## EXERCISE MATERIAL
──────────────────────────────

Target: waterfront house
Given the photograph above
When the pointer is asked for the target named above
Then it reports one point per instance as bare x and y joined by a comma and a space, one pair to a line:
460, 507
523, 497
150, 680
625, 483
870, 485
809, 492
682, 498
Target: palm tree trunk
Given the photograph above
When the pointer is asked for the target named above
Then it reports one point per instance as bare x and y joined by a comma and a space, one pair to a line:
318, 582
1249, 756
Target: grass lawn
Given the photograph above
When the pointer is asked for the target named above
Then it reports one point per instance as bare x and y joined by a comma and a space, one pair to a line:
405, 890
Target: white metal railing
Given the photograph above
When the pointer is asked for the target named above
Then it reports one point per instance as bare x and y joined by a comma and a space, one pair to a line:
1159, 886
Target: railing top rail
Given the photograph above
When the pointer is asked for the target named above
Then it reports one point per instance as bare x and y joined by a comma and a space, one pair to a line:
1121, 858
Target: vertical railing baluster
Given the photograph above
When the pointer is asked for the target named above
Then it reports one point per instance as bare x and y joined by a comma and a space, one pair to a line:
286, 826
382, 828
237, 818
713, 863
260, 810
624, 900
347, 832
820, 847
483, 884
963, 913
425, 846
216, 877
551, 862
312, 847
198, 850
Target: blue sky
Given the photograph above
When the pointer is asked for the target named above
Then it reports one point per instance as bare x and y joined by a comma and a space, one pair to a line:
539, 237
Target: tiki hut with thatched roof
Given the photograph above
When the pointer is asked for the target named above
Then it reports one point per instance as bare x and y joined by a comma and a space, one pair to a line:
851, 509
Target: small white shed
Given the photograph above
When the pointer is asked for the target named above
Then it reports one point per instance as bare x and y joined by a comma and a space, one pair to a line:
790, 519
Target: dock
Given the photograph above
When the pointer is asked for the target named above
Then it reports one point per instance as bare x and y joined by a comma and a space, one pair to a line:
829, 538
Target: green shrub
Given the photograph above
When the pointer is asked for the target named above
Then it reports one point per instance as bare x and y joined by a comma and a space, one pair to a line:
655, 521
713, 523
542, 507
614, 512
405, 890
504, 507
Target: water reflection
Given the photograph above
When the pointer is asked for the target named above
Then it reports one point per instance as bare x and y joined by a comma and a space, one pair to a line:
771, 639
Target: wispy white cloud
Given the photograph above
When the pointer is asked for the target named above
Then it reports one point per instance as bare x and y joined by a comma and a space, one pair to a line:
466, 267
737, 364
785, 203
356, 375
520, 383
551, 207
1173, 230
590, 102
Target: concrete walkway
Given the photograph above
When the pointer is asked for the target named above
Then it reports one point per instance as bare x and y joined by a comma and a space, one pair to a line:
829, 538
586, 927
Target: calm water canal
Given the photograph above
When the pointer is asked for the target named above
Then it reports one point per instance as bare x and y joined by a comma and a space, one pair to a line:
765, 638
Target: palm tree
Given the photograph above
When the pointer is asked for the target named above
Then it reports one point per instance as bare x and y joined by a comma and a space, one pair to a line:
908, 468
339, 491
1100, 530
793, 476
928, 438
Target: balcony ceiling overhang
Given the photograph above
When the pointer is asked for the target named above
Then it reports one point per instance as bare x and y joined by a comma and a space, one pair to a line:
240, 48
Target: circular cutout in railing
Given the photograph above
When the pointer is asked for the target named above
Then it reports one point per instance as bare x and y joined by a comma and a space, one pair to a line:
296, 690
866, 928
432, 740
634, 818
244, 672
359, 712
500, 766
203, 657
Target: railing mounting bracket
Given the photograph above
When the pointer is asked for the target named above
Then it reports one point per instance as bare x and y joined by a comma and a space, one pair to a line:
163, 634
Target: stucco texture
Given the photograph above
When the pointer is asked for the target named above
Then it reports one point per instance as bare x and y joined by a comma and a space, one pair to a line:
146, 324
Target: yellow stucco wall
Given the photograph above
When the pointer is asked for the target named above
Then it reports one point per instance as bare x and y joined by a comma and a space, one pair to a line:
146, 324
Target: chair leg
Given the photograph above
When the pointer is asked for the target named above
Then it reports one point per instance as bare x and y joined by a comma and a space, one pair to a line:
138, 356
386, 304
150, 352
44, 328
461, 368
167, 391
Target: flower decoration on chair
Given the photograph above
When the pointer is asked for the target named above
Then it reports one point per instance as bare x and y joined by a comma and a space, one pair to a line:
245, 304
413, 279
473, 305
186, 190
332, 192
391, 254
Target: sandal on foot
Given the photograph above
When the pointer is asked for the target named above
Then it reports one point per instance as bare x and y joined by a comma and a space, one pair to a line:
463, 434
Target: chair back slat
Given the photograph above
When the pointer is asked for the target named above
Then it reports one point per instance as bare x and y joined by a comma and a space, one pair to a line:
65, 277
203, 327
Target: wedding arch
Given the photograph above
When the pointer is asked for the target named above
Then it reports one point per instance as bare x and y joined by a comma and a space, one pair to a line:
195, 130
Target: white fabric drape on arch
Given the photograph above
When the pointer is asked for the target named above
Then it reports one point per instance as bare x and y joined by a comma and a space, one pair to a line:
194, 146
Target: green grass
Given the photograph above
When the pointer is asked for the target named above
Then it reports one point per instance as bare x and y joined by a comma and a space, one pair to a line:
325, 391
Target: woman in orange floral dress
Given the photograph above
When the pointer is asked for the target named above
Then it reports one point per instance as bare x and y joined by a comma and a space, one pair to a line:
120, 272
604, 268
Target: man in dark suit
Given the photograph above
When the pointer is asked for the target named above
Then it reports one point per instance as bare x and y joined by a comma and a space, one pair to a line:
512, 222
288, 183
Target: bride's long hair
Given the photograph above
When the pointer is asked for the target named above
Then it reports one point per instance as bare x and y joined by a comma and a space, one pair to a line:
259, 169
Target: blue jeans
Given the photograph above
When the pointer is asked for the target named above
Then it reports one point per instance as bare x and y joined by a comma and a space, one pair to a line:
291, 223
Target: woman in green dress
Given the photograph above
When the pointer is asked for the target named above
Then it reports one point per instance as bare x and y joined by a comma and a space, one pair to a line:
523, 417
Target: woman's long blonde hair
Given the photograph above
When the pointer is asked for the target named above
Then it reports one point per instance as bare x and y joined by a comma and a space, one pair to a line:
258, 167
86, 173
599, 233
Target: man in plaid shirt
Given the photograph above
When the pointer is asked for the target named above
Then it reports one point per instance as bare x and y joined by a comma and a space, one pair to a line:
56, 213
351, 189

──────────────────────────────

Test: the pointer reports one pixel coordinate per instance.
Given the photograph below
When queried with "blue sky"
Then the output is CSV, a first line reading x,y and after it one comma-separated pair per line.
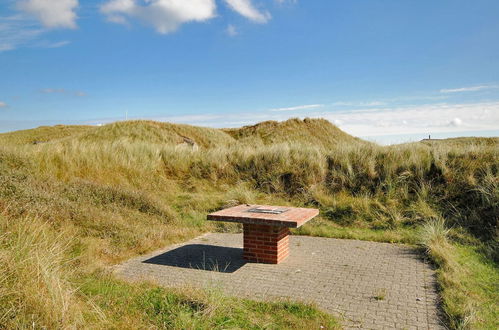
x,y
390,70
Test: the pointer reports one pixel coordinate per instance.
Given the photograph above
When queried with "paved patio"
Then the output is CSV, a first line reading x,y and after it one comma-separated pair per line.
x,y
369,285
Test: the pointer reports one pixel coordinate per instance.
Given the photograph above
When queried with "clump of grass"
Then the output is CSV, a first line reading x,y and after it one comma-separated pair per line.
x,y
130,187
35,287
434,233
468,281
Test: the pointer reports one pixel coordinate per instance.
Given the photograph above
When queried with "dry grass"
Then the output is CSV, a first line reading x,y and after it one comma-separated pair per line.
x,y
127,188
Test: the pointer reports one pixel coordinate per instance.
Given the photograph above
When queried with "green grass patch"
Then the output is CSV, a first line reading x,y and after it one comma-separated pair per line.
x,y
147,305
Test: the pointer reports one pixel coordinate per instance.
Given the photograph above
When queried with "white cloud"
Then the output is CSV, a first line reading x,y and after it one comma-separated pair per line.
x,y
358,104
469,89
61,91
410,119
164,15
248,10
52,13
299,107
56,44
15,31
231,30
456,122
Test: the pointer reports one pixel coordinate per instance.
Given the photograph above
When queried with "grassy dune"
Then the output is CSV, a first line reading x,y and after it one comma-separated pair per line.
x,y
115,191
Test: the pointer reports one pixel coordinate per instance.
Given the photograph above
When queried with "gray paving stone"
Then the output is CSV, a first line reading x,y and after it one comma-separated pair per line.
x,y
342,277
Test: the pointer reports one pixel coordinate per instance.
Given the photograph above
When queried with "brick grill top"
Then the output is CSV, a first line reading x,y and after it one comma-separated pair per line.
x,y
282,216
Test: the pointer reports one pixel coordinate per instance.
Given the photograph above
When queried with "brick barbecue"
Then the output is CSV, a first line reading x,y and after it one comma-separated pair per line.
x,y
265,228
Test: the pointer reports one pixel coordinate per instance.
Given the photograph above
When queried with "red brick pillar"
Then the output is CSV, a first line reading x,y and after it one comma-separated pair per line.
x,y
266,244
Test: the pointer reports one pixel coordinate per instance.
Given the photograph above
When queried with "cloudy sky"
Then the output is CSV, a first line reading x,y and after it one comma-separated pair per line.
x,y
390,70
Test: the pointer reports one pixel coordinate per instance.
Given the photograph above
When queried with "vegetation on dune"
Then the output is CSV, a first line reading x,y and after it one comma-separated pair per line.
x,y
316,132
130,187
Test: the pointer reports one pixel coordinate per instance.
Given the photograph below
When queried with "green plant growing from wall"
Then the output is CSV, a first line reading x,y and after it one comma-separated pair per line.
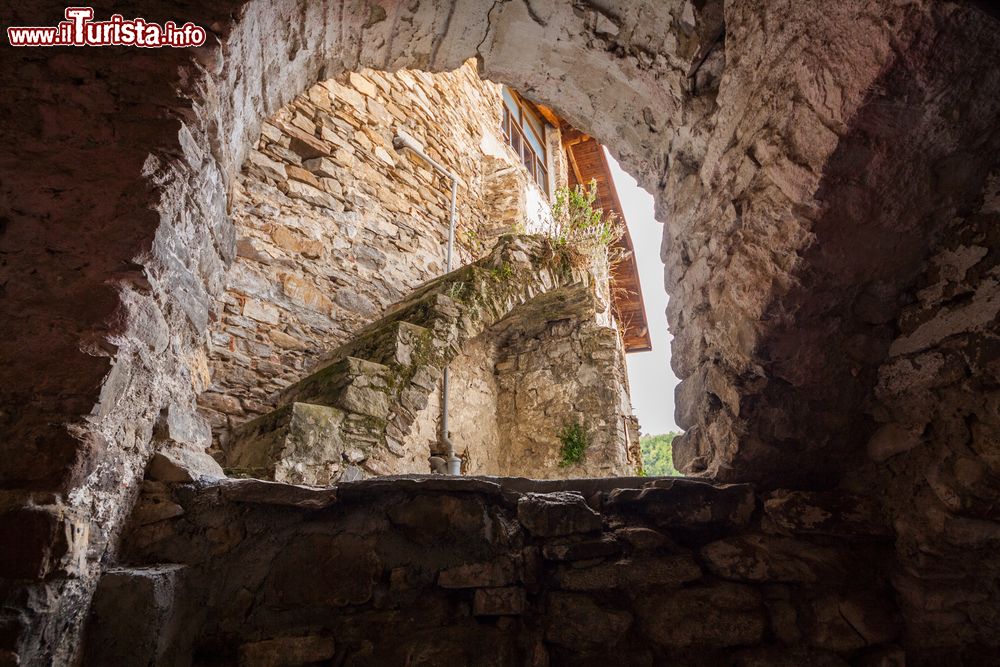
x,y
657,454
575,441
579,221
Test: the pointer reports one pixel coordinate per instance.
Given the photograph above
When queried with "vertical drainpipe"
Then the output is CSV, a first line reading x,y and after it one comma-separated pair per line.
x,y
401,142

──────────────────────────────

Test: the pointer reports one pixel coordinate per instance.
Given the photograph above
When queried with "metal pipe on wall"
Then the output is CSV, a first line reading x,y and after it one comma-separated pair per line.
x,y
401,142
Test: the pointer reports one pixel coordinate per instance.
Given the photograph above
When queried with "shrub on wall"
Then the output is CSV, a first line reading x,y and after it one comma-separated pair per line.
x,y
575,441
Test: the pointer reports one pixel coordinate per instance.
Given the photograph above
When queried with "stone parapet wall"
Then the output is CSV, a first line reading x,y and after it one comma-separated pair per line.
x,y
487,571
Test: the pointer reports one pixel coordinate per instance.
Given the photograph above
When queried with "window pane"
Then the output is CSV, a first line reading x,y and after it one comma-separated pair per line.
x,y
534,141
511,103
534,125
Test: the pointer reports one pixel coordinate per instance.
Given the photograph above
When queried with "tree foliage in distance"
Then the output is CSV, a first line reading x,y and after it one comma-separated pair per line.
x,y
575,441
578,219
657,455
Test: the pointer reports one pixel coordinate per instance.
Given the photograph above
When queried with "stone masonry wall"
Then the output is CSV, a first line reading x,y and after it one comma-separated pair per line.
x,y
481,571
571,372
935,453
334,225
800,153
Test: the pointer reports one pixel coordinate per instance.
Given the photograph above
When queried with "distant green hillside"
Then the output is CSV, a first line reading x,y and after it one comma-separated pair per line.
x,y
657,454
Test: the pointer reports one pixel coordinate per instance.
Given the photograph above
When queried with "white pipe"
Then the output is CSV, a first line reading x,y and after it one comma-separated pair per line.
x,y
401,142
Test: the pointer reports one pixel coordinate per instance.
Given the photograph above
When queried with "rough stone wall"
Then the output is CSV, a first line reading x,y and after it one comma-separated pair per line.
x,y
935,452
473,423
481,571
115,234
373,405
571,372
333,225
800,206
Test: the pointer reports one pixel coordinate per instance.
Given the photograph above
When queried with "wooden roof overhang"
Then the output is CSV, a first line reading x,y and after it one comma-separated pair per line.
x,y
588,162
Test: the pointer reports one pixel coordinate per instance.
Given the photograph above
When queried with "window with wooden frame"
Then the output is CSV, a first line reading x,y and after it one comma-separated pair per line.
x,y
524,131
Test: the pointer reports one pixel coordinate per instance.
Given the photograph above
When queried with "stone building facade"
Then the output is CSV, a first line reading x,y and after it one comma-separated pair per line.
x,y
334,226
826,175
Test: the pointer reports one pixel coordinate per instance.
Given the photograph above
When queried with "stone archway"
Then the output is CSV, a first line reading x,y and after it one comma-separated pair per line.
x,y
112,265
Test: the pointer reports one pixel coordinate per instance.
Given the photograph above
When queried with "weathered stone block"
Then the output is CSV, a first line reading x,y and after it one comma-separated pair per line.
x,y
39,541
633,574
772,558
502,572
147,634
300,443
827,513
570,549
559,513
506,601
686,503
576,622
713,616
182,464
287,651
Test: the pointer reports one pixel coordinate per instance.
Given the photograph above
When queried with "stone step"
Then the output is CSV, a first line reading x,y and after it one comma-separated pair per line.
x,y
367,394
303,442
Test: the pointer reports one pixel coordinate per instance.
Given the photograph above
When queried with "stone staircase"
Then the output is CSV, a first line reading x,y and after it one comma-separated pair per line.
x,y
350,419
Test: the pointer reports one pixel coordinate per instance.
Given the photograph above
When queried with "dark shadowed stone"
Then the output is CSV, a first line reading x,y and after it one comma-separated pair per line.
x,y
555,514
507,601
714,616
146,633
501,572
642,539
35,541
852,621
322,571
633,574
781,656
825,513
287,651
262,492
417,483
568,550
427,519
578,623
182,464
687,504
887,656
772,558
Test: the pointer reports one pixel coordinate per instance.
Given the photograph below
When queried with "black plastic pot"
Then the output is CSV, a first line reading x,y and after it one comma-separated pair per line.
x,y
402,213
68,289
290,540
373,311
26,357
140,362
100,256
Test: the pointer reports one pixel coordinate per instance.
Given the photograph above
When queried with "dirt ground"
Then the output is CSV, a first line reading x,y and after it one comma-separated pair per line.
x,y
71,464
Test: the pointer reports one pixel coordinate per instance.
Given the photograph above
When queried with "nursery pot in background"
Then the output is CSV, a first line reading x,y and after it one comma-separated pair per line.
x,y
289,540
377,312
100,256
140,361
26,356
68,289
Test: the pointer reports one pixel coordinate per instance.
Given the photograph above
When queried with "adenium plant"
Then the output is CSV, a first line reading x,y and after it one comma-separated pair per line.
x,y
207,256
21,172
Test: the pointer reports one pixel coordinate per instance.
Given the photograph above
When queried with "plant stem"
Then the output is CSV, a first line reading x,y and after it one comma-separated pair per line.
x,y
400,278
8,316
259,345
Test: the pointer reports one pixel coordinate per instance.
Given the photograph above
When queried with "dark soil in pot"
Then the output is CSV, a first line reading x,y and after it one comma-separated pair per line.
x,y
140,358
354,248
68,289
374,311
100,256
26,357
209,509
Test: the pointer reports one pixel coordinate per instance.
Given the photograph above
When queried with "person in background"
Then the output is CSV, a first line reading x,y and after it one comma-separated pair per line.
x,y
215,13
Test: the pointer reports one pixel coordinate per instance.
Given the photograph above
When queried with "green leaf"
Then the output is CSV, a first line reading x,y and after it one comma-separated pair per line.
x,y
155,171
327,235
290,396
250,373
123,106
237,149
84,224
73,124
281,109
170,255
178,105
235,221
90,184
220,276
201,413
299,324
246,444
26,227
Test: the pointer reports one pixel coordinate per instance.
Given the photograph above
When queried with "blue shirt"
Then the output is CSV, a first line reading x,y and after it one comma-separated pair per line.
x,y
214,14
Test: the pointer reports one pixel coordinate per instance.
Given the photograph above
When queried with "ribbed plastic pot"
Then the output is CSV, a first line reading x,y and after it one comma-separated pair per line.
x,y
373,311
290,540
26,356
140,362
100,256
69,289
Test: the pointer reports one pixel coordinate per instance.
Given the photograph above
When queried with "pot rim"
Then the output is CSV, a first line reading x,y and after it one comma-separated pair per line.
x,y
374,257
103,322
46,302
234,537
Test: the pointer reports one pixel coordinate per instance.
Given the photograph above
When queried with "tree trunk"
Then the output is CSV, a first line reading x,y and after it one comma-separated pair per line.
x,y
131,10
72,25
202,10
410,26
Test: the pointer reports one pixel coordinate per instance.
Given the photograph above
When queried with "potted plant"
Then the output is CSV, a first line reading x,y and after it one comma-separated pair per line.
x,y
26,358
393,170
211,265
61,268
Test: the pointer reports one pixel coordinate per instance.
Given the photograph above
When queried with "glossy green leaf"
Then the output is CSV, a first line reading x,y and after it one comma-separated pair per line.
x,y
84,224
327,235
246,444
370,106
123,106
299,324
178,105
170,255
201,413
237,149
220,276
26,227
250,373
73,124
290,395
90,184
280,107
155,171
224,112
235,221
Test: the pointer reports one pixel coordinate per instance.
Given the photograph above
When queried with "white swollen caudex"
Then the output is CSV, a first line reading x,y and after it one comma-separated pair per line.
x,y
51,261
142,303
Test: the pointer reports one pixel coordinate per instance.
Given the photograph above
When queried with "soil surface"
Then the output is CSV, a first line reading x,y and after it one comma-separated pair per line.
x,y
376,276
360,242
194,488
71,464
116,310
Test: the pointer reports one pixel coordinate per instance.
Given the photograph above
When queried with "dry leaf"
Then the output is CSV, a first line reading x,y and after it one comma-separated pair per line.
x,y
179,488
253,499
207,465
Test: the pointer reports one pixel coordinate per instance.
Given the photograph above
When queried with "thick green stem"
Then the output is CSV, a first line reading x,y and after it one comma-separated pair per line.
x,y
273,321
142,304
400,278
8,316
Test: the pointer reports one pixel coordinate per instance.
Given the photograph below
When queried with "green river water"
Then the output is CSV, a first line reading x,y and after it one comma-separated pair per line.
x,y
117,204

──────────────────────────────

## WHAT THIS TASK INVOLVES
Only a number is expected here: the count of lines in the records above that include the word "wall".

## SOLUTION TO THIS PROBLEM
7